I’d like to take credit for that thought, but Scott Glazier at Cycle Solutions planted the seed, and I just listened to him. I may have also been hearing Shia LeBouf’s character in the Transformers movie, when he was trying to convince Megan Fox to go for a ride in Bumblee.

And so, for the second time this season, at the start of a race, I looked down at my a with no gears. Also, for a second time this season, at the start of the race, I looked down at a bike with no gears and wondered why I was racing a bike with no gears.

The answer is because I wanted to challenge myself.   Of all the stupid, half baked, cockamamie ideas…  What on earth would push me, not just a Clydesdale rider, but Clydesdale rider at the top of the Clydesdale scale, to forgo gears on one of the toughest courses around?


And that’s not stupid.  Or half baked.  Or cockamamie. It’s awesome. Awe. Some.  I even dusted off the Team Colin support vehicle (my family RV) for the day. Sweet. It would have been sweeter if it was Bumblebee, but my RV has a shower.

Back to the LSC. The whole idea behind Dan Marshall’s Substance Projects is to have fun. But Dan also loves to build courses that are hard. He is a mammoth endurance racer who thrives on pushing himself to his limits, and he demands and encourages his racers to do the same. Substance Projects doesn’t run charity races in the park, they (HE) run badass XC marathons on killer trails. And the Ganny has hundreds of kilometres of killer trails to choose from, with some of the toughest climbs around.

Race Report:  Long Sock Classic (May 21, 2016)

Dan’s races are gaining in popularity, so instead of the usual 50 or 60 riders, there were just over 100 at the start line.

It started with a quick climb up some winding single track. Then it levelled for a second before hitting a nasty 2k stretch of dusty, rutted, rock covered, farm lane that was either straight up, or straight down.  The deep sandy mess at the bottom of each hill made for some sweet white knuckle ripping

My riding buddy, John, pre-rode the course and warned me about the sand. “Lower your tire pressure for some extra flotation”, he said. I always listen to John. It was a good thing.

#####

▸ **Goal A**
Extract every line of the listing below that contains the string "taillight", treating uppercase and lowercase letters as distinct.

▸ **Collected data**
#####

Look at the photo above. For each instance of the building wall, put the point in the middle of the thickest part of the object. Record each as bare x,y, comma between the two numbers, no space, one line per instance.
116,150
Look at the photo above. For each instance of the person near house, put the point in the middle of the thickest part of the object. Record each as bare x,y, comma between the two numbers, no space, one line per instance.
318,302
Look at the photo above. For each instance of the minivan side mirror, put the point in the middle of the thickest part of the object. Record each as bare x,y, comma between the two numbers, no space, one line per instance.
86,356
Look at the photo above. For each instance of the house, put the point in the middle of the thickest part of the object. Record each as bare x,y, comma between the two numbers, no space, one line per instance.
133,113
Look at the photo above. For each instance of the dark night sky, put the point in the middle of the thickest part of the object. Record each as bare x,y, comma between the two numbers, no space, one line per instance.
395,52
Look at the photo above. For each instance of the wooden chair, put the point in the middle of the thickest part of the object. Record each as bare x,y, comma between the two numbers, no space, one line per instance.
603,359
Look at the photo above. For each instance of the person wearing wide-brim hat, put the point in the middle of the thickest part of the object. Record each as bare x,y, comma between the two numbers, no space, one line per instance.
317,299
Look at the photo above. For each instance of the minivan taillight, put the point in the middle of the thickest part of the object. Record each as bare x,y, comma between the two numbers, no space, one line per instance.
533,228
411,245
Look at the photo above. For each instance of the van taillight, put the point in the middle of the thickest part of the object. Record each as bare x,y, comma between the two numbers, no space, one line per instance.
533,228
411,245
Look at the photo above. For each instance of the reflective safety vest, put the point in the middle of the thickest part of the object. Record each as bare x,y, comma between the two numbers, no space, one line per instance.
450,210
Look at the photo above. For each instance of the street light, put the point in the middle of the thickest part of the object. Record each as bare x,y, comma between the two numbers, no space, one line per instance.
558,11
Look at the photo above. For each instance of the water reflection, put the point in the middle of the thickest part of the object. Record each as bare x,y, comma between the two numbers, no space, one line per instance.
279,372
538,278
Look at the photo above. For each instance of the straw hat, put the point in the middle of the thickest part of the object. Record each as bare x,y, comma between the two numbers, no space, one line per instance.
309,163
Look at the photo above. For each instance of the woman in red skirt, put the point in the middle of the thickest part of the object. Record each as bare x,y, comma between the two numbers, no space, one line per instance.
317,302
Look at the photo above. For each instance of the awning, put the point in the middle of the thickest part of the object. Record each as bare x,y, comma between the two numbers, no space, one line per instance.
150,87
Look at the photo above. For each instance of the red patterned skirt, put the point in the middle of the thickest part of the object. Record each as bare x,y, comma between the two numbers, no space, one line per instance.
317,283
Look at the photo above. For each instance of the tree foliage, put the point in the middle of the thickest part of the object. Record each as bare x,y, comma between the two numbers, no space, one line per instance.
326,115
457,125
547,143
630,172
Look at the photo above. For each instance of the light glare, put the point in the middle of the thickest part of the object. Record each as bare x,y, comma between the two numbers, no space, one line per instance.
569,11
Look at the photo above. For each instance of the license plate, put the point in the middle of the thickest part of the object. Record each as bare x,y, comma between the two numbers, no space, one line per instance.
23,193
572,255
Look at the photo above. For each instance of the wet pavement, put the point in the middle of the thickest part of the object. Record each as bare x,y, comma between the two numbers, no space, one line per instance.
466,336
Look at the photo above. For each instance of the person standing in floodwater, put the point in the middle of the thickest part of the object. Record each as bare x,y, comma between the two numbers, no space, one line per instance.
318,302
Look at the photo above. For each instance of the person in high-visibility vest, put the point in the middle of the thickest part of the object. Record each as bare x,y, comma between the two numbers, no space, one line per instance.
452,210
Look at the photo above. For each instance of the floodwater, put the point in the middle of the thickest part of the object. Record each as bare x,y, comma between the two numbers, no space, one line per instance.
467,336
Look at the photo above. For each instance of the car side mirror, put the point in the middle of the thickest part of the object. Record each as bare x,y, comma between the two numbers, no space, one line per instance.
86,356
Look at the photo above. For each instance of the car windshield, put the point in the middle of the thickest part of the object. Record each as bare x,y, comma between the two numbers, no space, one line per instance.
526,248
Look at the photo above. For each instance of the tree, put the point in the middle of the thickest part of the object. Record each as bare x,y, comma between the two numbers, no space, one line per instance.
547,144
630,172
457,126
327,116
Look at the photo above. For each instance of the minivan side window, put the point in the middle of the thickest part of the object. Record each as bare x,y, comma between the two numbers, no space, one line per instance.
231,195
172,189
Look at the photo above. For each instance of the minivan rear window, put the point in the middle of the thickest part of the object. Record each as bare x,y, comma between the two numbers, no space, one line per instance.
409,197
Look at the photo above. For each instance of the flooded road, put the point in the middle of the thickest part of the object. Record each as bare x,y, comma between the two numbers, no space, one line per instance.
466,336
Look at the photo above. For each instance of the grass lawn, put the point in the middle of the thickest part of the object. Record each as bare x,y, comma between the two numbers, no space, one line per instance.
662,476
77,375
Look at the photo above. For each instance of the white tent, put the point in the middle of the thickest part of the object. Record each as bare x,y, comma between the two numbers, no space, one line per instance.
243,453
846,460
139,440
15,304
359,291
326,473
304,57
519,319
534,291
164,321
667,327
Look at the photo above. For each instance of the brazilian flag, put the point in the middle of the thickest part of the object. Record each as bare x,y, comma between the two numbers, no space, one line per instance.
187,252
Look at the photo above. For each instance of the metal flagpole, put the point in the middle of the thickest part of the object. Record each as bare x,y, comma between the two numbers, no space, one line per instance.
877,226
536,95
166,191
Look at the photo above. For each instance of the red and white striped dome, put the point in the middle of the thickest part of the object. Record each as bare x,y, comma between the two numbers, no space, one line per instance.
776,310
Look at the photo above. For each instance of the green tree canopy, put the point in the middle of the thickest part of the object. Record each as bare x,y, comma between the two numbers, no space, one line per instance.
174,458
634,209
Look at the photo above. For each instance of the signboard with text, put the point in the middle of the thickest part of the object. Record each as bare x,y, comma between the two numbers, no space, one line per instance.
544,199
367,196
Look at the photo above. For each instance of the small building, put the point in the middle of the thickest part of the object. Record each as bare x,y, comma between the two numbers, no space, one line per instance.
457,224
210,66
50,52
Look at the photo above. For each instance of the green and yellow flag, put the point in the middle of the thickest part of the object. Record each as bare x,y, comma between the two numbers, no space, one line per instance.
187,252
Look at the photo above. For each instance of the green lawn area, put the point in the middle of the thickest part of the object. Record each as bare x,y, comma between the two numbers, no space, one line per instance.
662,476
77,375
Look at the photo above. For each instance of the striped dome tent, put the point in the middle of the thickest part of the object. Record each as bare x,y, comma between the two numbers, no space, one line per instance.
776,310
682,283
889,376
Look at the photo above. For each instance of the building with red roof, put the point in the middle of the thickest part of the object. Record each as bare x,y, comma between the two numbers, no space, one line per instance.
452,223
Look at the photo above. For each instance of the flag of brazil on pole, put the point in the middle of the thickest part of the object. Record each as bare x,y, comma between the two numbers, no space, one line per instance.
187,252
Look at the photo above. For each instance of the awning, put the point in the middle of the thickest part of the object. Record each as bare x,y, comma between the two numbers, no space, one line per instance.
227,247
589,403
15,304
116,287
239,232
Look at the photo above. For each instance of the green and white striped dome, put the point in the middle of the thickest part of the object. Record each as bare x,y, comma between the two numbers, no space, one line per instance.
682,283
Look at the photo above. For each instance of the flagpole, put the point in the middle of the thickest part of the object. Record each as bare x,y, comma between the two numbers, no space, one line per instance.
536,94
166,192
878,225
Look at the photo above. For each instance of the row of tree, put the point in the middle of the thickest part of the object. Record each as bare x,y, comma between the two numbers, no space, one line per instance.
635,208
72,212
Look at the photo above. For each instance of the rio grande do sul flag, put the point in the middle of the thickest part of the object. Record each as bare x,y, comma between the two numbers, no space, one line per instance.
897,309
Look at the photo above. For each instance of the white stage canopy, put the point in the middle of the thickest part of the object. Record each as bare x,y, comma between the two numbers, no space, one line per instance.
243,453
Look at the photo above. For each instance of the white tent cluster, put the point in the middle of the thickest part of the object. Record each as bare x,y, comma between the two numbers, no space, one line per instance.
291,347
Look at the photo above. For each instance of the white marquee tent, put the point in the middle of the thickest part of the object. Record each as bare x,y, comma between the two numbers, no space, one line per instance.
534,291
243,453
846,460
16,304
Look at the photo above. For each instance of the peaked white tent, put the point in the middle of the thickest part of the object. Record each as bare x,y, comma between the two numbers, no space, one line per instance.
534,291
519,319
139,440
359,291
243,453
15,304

#####

▸ **Goal B**
Transcribe the portion of the race report above between "The answer is" and "has a shower.", inclusive.

▸ **Written answer A**
Look at the photo above. For each instance of the minivan taillight, put the point in the middle of the thickest part of the object. Record each as bare x,y, comma between the two numbers, no space, one line per instance.
Look at the photo above. For each instance of the van taillight, put the point in the middle of the thickest part of the object. Record each as bare x,y, comma between the two numbers, no space, one line per instance.

▸ **Written answer B**
The answer is because I wanted to challenge myself.   Of all the stupid, half baked, cockamamie ideas…  What on earth would push me, not just a Clydesdale rider, but Clydesdale rider at the top of the Clydesdale scale, to forgo gears on one of the toughest courses around?


And that’s not stupid.  Or half baked.  Or cockamamie. It’s awesome. Awe. Some.  I even dusted off the Team Colin support vehicle (my family RV) for the day. Sweet. It would have been sweeter if it was Bumblebee, but my RV has a shower.